> Work instructions:
Count the lines in the rows below that contain the word "boot", treating case as significant. Reply with the number alone.

Entries for labeling bounding boxes
------------------------------------
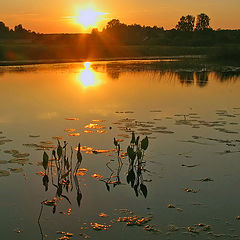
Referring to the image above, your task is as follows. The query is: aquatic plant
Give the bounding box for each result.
[127,132,149,198]
[38,140,82,239]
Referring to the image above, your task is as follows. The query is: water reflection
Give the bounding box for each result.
[77,62,102,88]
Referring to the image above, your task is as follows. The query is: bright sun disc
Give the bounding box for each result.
[76,8,106,28]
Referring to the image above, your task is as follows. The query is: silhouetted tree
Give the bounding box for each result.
[176,15,195,32]
[106,19,121,29]
[0,22,9,34]
[195,13,212,31]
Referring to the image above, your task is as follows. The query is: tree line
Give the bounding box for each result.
[0,22,36,38]
[0,13,240,48]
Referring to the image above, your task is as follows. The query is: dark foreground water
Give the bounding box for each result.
[0,61,240,240]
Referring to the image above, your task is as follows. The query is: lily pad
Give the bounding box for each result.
[0,170,10,177]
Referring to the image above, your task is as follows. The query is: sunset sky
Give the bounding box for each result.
[0,0,240,33]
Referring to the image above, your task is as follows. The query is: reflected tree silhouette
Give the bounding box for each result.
[195,71,209,87]
[176,71,194,85]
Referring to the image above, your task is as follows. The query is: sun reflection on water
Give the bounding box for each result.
[77,62,102,88]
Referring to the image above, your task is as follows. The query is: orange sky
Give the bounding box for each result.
[0,0,240,33]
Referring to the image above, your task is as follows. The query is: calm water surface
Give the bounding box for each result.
[0,61,240,240]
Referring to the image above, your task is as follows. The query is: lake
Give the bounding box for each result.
[0,60,240,240]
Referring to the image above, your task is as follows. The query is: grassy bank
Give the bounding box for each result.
[0,43,240,65]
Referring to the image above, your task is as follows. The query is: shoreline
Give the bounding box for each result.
[0,55,206,67]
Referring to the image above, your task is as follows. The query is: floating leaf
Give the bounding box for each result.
[9,168,23,173]
[64,118,78,121]
[0,170,10,177]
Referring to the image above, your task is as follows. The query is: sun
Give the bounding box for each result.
[75,7,106,30]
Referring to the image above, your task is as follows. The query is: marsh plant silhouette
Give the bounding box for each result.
[100,132,149,198]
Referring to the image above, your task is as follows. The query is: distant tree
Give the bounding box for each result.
[0,22,9,34]
[14,24,27,33]
[176,15,195,32]
[195,13,212,31]
[106,19,121,29]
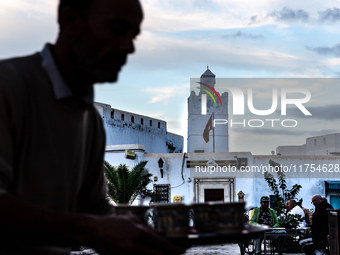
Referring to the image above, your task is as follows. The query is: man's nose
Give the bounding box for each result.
[120,35,135,54]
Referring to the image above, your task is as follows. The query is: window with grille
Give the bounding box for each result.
[153,184,170,203]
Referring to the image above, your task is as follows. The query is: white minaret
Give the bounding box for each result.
[187,67,229,153]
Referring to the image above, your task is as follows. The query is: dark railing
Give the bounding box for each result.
[328,209,340,255]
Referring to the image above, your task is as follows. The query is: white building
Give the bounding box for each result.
[187,66,229,153]
[97,69,340,211]
[105,144,340,208]
[95,103,184,153]
[276,133,340,155]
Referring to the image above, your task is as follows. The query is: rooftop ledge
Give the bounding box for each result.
[105,144,145,152]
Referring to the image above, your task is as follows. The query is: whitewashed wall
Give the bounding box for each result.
[95,103,184,153]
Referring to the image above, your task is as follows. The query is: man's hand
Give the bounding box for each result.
[84,215,182,255]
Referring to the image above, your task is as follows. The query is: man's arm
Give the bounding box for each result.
[0,194,180,255]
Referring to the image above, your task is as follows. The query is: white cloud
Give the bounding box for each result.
[143,85,189,105]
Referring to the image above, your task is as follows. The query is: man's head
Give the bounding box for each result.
[57,0,143,83]
[287,199,296,211]
[260,196,270,211]
[312,195,322,207]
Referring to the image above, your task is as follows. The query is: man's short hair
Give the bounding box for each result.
[58,0,95,16]
[260,196,270,202]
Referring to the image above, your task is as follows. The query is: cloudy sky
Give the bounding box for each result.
[0,0,340,155]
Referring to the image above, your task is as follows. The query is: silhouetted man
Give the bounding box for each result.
[287,199,306,228]
[304,195,333,255]
[0,0,178,255]
[249,196,285,255]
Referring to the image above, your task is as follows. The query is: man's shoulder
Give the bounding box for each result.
[0,53,41,68]
[0,53,41,77]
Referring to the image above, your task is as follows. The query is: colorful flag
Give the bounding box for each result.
[203,115,213,143]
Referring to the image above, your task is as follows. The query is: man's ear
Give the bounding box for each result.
[58,7,82,39]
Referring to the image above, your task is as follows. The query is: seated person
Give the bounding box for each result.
[287,199,306,228]
[249,196,286,255]
[304,195,333,255]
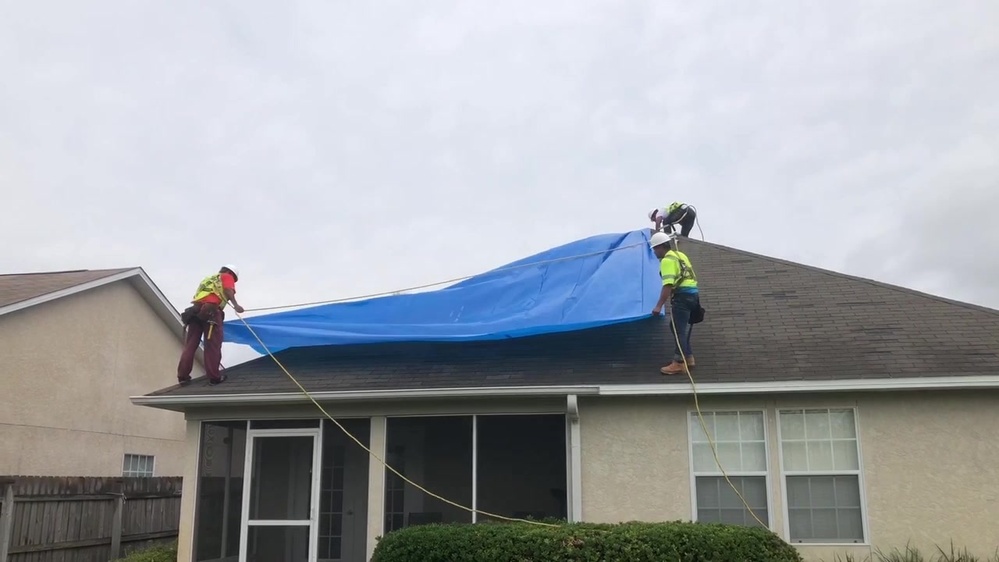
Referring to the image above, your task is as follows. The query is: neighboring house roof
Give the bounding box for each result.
[0,267,184,338]
[225,230,661,353]
[133,234,999,407]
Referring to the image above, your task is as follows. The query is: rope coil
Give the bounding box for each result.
[221,217,769,529]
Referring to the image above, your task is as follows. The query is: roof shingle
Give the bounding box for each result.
[146,240,999,395]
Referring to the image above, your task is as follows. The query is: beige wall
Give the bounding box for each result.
[0,281,193,476]
[580,391,999,560]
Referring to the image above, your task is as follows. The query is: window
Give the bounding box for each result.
[689,412,770,527]
[121,454,153,478]
[779,408,865,543]
[194,421,247,562]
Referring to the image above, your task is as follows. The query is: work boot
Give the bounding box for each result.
[659,361,686,375]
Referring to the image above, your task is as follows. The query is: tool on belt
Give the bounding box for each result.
[180,302,225,339]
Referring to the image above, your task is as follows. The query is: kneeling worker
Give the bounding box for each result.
[649,232,703,375]
[177,265,243,385]
[649,201,697,238]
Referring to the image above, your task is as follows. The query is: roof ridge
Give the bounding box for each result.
[684,239,999,316]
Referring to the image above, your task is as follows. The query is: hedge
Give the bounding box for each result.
[371,521,802,562]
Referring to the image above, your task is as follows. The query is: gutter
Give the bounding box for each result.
[129,375,999,410]
[129,385,600,407]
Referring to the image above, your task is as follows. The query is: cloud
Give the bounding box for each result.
[0,0,999,364]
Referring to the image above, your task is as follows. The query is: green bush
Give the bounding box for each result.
[118,543,177,562]
[371,521,802,562]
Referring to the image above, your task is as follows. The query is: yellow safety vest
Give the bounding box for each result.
[663,250,697,289]
[191,273,228,308]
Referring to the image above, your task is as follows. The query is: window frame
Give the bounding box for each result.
[775,405,871,547]
[687,408,775,531]
[121,453,156,478]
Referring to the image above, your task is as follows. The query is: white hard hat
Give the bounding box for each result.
[649,232,673,248]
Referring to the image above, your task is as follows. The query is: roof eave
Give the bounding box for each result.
[0,267,203,363]
[130,375,999,411]
[130,385,600,411]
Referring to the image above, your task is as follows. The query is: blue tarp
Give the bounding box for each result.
[225,226,661,353]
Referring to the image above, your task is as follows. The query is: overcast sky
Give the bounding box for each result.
[0,0,999,364]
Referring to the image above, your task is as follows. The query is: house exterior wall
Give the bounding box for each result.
[580,391,999,560]
[0,281,191,476]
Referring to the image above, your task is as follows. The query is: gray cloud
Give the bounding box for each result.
[0,0,999,364]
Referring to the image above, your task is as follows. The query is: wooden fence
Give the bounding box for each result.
[0,476,182,562]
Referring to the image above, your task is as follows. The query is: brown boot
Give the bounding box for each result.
[659,361,686,375]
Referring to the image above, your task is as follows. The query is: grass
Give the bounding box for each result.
[833,541,999,562]
[116,543,177,562]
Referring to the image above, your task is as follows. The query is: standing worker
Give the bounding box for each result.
[649,232,704,375]
[649,201,697,238]
[177,265,243,385]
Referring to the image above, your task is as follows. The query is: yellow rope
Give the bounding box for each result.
[223,231,769,528]
[667,288,770,529]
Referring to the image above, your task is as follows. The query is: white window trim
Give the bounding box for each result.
[121,453,156,478]
[238,422,325,562]
[687,408,774,530]
[776,406,871,547]
[378,409,581,535]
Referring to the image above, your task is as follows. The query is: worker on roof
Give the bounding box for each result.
[649,201,697,237]
[649,232,704,375]
[177,265,243,385]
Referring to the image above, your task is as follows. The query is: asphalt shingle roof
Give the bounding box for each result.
[148,240,999,395]
[0,268,133,307]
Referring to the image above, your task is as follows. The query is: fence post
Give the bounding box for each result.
[110,479,125,562]
[0,479,14,562]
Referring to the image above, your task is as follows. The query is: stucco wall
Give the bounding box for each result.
[0,281,191,476]
[580,392,999,560]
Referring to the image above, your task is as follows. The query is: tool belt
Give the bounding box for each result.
[180,302,225,326]
[669,293,704,325]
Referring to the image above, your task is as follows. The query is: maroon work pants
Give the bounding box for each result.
[177,310,225,382]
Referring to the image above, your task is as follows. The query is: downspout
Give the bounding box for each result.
[565,394,583,523]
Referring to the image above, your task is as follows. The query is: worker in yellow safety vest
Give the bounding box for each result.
[649,201,697,238]
[649,232,704,375]
[177,265,243,385]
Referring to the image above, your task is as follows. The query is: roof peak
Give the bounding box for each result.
[0,266,142,277]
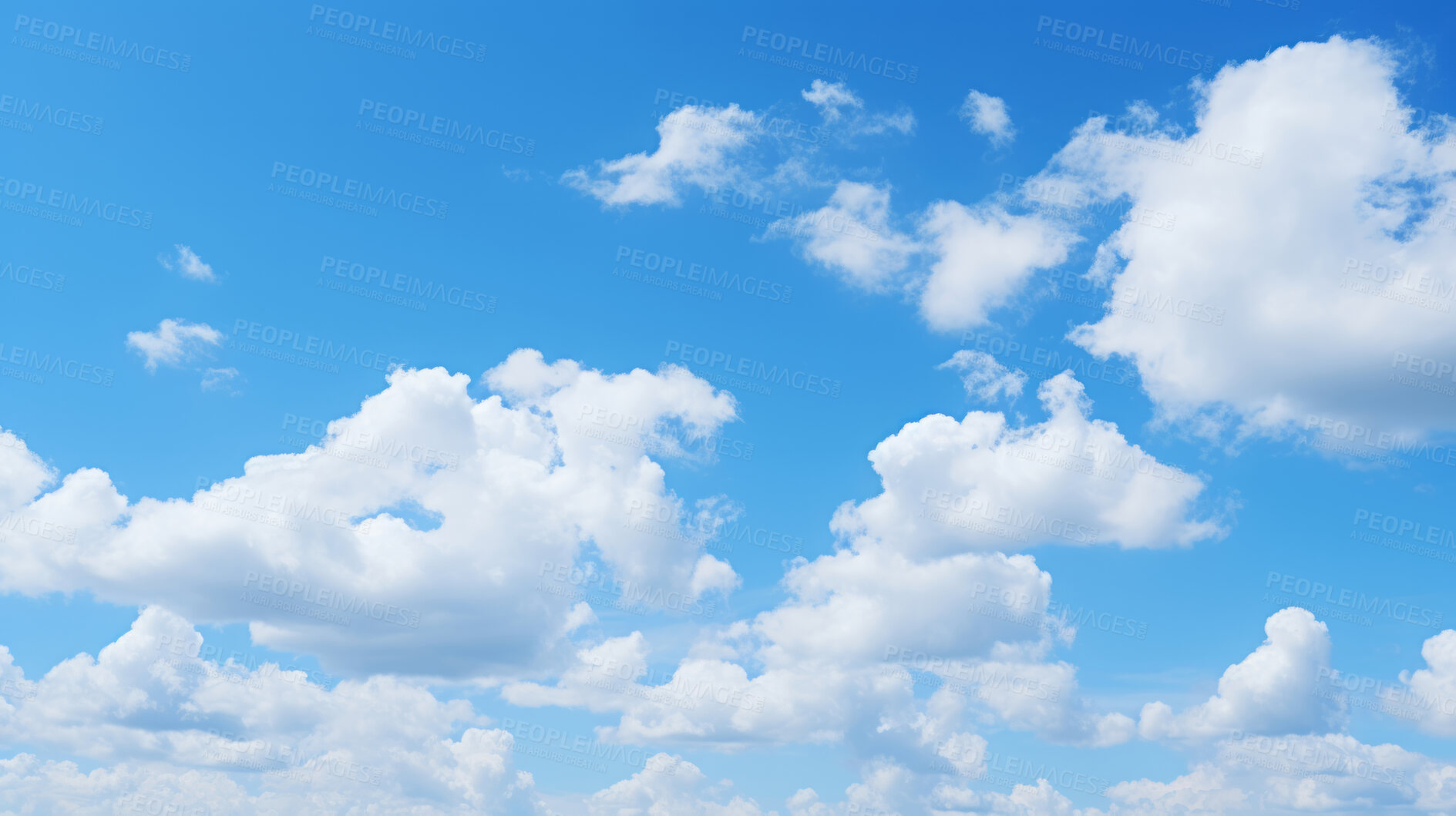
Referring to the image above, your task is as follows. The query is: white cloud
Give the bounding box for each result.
[1384,628,1456,737]
[833,372,1222,554]
[588,754,763,816]
[801,80,865,123]
[0,351,737,677]
[126,317,223,371]
[936,349,1027,403]
[203,368,242,397]
[157,244,217,282]
[768,182,916,290]
[1138,606,1341,739]
[961,90,1017,147]
[920,201,1079,331]
[562,105,758,207]
[1035,36,1456,447]
[0,606,544,816]
[802,80,916,139]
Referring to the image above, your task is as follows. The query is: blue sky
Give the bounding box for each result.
[0,0,1456,816]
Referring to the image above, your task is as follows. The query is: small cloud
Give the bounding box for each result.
[961,90,1017,147]
[157,244,217,284]
[936,349,1027,403]
[799,80,914,136]
[203,368,242,397]
[802,80,865,123]
[126,317,223,371]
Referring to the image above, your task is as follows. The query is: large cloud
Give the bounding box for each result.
[0,351,737,677]
[0,606,544,816]
[1034,36,1456,444]
[834,372,1220,552]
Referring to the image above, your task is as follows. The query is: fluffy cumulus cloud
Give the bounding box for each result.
[503,374,1193,767]
[0,351,737,677]
[833,372,1222,552]
[1138,606,1341,739]
[157,244,217,282]
[0,606,546,816]
[1391,628,1456,737]
[920,201,1078,331]
[938,349,1027,403]
[773,182,917,290]
[961,90,1017,147]
[588,754,763,816]
[1035,36,1456,439]
[562,105,758,207]
[768,180,1079,331]
[126,317,223,371]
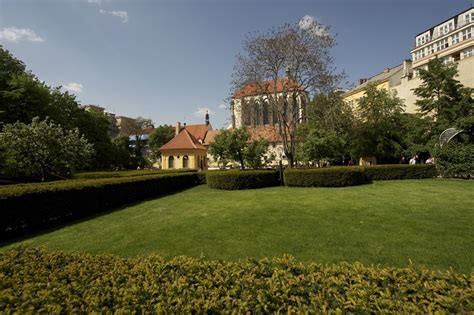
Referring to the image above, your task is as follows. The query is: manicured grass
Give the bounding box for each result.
[3,179,474,273]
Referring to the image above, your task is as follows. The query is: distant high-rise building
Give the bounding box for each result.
[343,7,474,113]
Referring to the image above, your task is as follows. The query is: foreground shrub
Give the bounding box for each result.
[206,170,278,190]
[283,166,370,187]
[0,248,474,314]
[365,164,438,180]
[0,172,197,239]
[436,141,474,178]
[196,171,207,184]
[72,169,196,179]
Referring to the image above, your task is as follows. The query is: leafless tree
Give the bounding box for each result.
[232,19,342,166]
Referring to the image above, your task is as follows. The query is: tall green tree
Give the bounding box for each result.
[209,127,250,169]
[244,138,271,168]
[350,83,404,162]
[414,57,474,132]
[232,20,341,167]
[0,117,94,181]
[298,92,354,164]
[148,125,176,160]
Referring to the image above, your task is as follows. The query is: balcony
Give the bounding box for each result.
[415,19,474,48]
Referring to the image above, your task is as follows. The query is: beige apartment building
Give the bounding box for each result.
[343,7,474,113]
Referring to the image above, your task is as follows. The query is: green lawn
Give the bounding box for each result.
[3,179,474,273]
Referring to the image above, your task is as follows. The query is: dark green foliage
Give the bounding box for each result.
[196,171,208,184]
[0,172,197,239]
[0,248,474,314]
[435,141,474,178]
[414,58,474,128]
[364,164,438,180]
[206,170,278,190]
[72,169,196,179]
[350,83,404,163]
[283,166,370,187]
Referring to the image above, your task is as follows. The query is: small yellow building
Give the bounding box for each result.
[160,123,211,170]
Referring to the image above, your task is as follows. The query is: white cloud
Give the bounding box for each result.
[0,27,44,43]
[194,107,214,118]
[298,15,329,36]
[99,9,128,23]
[63,82,84,93]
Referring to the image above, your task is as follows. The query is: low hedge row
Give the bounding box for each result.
[0,172,197,239]
[0,248,474,314]
[283,166,370,187]
[72,169,196,179]
[206,170,278,190]
[365,164,438,180]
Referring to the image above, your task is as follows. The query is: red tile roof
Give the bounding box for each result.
[160,129,206,151]
[232,79,304,99]
[181,124,209,140]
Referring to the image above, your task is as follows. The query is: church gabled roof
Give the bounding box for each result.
[181,124,212,141]
[160,127,206,151]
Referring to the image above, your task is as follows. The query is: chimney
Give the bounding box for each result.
[206,110,209,126]
[285,67,291,79]
[402,60,413,79]
[175,121,181,136]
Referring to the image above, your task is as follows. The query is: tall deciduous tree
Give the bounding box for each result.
[148,125,175,160]
[209,127,269,169]
[351,83,404,161]
[233,21,340,166]
[0,117,94,181]
[414,58,474,132]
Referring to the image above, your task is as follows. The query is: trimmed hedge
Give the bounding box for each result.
[365,164,438,180]
[283,166,370,187]
[0,172,197,239]
[196,171,208,184]
[206,170,278,190]
[0,248,474,314]
[72,169,196,179]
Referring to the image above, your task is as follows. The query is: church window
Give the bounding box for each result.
[183,155,189,168]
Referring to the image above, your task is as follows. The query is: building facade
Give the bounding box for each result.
[343,7,474,113]
[160,114,213,170]
[231,79,309,128]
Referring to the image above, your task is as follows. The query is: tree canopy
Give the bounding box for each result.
[233,21,340,166]
[0,117,94,181]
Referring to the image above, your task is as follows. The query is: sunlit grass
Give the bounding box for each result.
[5,180,474,273]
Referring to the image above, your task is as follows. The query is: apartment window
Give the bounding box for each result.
[462,27,473,40]
[451,33,459,45]
[462,47,474,59]
[183,155,189,168]
[428,45,435,55]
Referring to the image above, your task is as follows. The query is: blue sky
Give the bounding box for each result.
[0,0,471,128]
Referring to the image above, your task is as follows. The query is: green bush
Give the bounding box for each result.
[283,166,370,187]
[72,169,196,179]
[196,171,207,184]
[365,164,438,180]
[0,172,197,239]
[436,141,474,178]
[206,170,278,190]
[0,248,474,314]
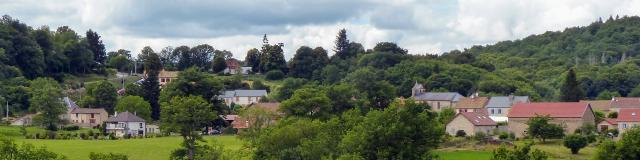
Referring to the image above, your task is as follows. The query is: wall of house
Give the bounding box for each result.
[487,107,511,117]
[425,101,455,112]
[446,116,476,136]
[618,122,640,135]
[224,97,262,105]
[69,112,108,127]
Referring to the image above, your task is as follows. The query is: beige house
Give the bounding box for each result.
[453,95,489,113]
[446,112,498,136]
[68,108,109,127]
[616,108,640,135]
[411,82,464,111]
[507,102,595,137]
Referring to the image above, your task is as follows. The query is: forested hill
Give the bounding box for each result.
[443,16,640,100]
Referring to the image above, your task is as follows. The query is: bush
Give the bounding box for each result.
[62,125,80,131]
[498,132,509,140]
[564,134,588,154]
[456,130,467,137]
[265,70,284,80]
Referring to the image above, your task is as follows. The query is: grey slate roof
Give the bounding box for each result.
[62,97,80,112]
[222,90,267,98]
[413,92,464,102]
[487,96,529,108]
[105,112,145,122]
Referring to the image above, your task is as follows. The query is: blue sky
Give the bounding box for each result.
[0,0,640,59]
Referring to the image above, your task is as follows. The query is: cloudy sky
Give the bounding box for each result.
[0,0,640,59]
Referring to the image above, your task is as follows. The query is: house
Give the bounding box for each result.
------------------------------------
> The reply:
2